═══ Working data ═══

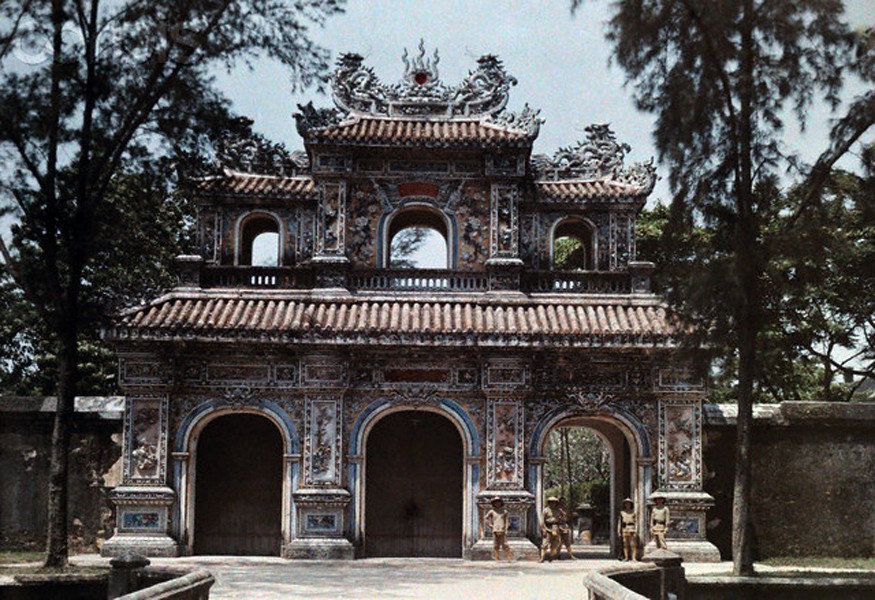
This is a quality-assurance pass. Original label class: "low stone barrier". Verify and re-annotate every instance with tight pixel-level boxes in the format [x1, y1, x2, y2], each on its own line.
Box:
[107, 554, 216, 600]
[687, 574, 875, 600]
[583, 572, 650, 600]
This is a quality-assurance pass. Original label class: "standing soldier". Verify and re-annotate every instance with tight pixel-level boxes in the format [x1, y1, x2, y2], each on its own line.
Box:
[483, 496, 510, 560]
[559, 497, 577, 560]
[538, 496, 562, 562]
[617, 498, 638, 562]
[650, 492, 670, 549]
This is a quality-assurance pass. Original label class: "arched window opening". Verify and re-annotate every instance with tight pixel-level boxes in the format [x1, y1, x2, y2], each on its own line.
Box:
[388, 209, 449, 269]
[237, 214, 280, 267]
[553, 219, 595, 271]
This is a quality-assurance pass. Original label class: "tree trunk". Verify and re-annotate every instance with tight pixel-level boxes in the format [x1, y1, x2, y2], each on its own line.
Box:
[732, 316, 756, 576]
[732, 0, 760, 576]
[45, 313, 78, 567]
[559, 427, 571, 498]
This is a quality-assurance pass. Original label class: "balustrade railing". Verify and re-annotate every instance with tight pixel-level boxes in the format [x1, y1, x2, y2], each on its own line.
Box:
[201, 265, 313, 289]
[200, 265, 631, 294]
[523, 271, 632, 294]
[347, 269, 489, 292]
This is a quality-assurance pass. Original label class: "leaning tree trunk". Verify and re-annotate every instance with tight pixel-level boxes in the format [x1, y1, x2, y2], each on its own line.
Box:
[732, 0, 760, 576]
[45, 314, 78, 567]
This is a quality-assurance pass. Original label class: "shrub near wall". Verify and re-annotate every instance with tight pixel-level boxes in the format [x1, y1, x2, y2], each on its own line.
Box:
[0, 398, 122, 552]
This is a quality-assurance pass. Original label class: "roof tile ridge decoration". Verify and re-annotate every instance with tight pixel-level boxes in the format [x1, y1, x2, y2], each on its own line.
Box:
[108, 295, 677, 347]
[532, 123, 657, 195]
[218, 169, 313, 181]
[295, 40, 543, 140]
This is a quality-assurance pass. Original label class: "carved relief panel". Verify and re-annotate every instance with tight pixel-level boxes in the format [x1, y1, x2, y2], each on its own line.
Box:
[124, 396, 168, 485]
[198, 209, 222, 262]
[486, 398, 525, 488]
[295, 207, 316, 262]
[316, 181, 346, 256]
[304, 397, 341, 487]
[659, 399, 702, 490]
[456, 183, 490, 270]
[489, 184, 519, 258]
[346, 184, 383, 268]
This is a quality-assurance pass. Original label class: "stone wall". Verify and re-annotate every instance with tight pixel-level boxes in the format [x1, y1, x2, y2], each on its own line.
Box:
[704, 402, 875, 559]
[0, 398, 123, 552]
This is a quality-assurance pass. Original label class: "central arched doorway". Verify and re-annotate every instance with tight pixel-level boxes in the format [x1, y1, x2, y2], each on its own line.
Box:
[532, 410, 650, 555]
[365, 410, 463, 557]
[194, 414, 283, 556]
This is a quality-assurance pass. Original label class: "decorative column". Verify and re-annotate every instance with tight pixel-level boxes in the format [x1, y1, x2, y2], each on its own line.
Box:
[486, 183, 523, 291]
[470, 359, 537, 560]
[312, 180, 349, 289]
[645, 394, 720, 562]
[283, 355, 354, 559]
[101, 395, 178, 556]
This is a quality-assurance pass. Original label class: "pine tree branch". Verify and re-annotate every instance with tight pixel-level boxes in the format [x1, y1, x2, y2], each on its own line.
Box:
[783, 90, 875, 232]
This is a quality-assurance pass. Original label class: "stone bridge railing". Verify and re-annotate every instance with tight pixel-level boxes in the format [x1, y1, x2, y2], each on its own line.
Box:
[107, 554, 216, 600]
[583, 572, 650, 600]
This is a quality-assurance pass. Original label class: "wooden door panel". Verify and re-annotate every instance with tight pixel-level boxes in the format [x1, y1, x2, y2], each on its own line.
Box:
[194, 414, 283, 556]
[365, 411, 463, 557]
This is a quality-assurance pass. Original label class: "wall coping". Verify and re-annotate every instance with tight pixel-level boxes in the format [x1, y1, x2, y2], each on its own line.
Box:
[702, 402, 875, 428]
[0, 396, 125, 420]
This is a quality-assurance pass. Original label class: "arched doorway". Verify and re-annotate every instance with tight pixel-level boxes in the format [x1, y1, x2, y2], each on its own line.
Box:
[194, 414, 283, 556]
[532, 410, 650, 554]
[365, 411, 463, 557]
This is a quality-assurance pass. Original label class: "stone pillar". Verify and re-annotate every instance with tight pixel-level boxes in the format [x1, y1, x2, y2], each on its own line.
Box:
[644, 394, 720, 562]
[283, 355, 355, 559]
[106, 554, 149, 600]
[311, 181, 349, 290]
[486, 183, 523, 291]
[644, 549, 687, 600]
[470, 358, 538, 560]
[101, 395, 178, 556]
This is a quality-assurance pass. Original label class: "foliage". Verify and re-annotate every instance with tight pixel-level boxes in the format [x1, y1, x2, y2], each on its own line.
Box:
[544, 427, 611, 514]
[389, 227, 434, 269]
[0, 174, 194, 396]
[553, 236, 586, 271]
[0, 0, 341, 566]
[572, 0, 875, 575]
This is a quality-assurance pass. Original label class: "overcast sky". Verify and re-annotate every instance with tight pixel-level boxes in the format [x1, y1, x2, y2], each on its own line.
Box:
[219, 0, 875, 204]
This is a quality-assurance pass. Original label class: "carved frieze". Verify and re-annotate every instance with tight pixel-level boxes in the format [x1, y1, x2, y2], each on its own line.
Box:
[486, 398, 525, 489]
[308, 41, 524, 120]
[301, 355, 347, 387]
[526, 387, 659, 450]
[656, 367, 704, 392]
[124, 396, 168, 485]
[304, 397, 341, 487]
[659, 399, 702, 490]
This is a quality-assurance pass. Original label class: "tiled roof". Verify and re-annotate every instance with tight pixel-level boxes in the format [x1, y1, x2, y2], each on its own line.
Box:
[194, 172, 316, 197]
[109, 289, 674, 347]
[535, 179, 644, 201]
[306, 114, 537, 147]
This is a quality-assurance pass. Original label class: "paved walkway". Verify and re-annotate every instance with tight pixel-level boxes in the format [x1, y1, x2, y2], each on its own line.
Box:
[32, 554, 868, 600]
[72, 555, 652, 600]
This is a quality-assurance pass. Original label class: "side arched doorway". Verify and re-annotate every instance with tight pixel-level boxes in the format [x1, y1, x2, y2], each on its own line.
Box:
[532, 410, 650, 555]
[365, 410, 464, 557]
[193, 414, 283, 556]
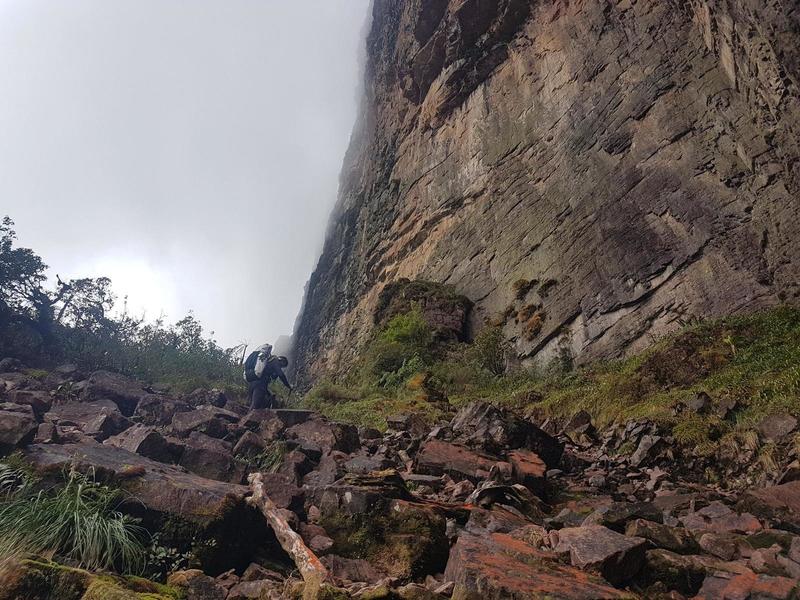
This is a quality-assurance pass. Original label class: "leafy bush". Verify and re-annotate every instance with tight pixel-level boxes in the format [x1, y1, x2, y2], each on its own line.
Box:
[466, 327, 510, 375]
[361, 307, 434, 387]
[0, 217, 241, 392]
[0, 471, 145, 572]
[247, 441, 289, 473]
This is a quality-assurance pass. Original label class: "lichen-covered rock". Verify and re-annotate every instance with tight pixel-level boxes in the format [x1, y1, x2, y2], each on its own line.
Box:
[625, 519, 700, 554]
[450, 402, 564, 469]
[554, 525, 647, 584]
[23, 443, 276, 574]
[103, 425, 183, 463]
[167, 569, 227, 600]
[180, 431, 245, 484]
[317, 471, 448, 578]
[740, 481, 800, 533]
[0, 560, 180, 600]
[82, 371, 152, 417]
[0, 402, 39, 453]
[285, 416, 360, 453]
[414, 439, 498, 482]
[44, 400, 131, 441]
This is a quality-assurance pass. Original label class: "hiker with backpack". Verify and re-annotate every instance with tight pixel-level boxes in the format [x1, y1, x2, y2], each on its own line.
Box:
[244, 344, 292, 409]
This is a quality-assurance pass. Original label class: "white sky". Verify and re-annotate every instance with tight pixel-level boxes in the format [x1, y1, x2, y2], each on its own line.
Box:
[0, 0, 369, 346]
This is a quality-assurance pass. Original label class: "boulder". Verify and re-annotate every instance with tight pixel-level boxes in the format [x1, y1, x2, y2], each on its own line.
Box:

═══

■ Aim: Update the items from the start through the line containing "[45, 314, 78, 567]", replacing "quality-assurance pass" with "review pass" and leaving everything else unchanged. Omit the pictures from your answer.

■ Output of the task:
This is a review pass. Original label class: "low stone barrier". Verify and re-annotate every instance with tight pixel-level boxes in the format [x1, y1, x2, y2], each on its own line.
Box:
[107, 554, 216, 600]
[687, 574, 875, 600]
[583, 572, 650, 600]
This is a review pass. Original label class: "standing soldier". Verify and re-annotate every instance with tight pixel-level boxes in the format [x1, y1, x2, y2], each on its own line.
Box:
[483, 496, 510, 560]
[559, 497, 577, 560]
[538, 496, 562, 562]
[617, 498, 638, 562]
[650, 492, 670, 549]
This is a review pass. Original label class: "arched window opening". Verify and re-annotate every instance with tight pixel-level boxes in the format [x1, y1, x2, y2], each on its own line.
Box:
[388, 209, 449, 269]
[237, 214, 280, 267]
[553, 219, 595, 271]
This is a review pass. Original label class: "tree trunk". Verify and re-annotate every instance with tight pixel-level boxes in the format [x1, y1, x2, y2], each on its own line.
Box:
[732, 316, 756, 576]
[732, 0, 760, 576]
[45, 313, 78, 567]
[559, 427, 571, 498]
This is a review pass. Original label class: "balustrade railing". Verify and re-annotate every instance with tight pixel-level boxes in the format [x1, y1, x2, y2], each on its own line.
Box:
[201, 265, 313, 289]
[200, 265, 631, 294]
[523, 271, 632, 294]
[347, 269, 489, 292]
This is a review pass. Original label class: "leaning tree trunk". Verify and re-annotate every instance with tight pixel-level boxes in the format [x1, y1, x2, y2], each on its own line.
Box:
[732, 0, 760, 576]
[45, 314, 78, 567]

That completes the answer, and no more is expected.